Partes do exercício:
a - Traduza para inglês esta frase do texto sobre o Acordo TRIPS: "Direito esse que concede o monopólio legal da exploração de uma invenção e condiciona a sua produção ao licenciamento voluntário ou à sua queda no domínio público, passados vinte anos."
b - No texto sobre o Acordo TRIPS, reproduza o trecho que vai de "A criação da" até "respetivo mercado doméstico.", renomeando "OMC" como "WTO".
c - Indique todos os valores numéricos mencionados no texto sobre o Acordo TRIPS.

Texto:
== == ==

A criação da Organização Mundial do Comércio (OMC), em 1995, significou a imposição da proteção do direito de patente do produto a todos os países que não protegiam invenções na sua ordem jurídica, via Acordo TRIPS (Agreement on Trade-Related Aspects of Intellectual Property Rights). Direito esse que concede o monopólio legal da exploração de uma invenção e condiciona a sua produção ao licenciamento voluntário ou à sua queda no domínio público, passados vinte anos.

O TRIPS veio também limitar o licenciamento obrigatório de patentes – mecanismo que permite a cada um dos 164 membros da OMC autorizar, e.g. por motivos de saúde pública, uma empresa privada a fabricar uma invenção patenteada no seu território, sem o consentimento do titular da patente – consagrando uma restrição quantitativa à exportação ao confinar a maioria da produção ao respetivo mercado doméstico.

== == ==

Material de origem:
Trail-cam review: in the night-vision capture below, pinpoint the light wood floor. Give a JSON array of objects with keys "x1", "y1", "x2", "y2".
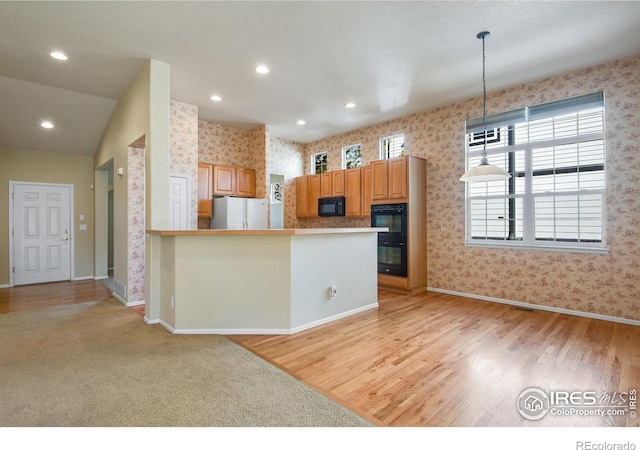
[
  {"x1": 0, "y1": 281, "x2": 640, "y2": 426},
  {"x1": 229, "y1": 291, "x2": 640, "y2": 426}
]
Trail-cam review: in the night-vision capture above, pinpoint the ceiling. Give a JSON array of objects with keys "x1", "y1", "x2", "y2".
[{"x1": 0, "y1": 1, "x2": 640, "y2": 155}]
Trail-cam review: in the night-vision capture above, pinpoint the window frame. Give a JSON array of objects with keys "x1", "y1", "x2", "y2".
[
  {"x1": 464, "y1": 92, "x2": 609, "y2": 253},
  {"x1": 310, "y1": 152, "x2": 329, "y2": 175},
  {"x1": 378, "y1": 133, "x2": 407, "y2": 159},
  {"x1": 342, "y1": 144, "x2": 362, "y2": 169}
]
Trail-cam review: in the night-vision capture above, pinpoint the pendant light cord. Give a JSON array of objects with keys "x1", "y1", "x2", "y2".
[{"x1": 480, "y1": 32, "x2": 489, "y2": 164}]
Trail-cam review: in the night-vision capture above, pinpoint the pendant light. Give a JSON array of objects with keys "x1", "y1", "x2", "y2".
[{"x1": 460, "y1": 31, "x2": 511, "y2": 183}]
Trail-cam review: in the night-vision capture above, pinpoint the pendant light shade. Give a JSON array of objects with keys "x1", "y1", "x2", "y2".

== == ==

Lista de soluções:
a - This right grants a legal monopoly over the exploitation of an invention and makes its production conditional on voluntary licensing or on its falling into the public domain after twenty years.

b -
A criação da Organização Mundial do Comércio (WTO), em 1995, significou a imposição da proteção do direito de patente do produto a todos os países que não protegiam invenções na sua ordem jurídica, via Acordo TRIPS (Agreement on Trade-Related Aspects of Intellectual Property Rights). Direito esse que concede o monopólio legal da exploração de uma invenção e condiciona a sua produção ao licenciamento voluntário ou à sua queda no domínio público, passados vinte anos.

O TRIPS veio também limitar o licenciamento obrigatório de patentes – mecanismo que permite a cada um dos 164 membros da WTO autorizar, e.g. por motivos de saúde pública, uma empresa privada a fabricar uma invenção patenteada no seu território, sem o consentimento do titular da patente – consagrando uma restrição quantitativa à exportação ao confinar a maioria da produção ao respetivo mercado doméstico.

c -
1995
vinte (anos)
164 (membros da OMC)